Data shown -
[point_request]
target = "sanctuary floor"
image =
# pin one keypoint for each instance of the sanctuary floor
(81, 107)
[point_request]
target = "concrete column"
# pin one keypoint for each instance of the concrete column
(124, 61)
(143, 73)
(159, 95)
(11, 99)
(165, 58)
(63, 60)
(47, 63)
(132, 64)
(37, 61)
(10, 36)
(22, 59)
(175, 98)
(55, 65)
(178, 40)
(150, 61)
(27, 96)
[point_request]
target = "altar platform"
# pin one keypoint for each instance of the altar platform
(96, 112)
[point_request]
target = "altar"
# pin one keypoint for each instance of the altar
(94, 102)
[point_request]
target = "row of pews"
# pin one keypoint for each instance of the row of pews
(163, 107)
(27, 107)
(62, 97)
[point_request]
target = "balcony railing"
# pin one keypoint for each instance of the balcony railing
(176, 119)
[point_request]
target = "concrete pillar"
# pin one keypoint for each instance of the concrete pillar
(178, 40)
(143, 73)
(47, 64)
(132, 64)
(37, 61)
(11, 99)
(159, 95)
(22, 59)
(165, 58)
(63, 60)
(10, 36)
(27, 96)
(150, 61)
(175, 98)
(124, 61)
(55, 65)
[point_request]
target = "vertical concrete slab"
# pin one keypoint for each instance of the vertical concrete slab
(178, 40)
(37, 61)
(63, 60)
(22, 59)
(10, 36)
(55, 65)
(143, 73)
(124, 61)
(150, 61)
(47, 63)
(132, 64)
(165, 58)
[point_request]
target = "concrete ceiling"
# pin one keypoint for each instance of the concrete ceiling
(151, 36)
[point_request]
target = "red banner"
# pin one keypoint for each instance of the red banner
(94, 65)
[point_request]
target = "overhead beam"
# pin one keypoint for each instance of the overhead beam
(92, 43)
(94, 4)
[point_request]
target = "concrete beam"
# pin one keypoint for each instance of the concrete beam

Requirement - Go through the material above and return each line that holds the word "target".

Your solution -
target = "sanctuary floor"
target = "concrete column"
target = "altar platform"
target = "altar"
target = "row of pews"
target = "balcony railing"
target = "concrete pillar"
target = "vertical concrete slab"
target = "concrete ceiling"
target = "red banner"
target = "overhead beam"
target = "concrete beam"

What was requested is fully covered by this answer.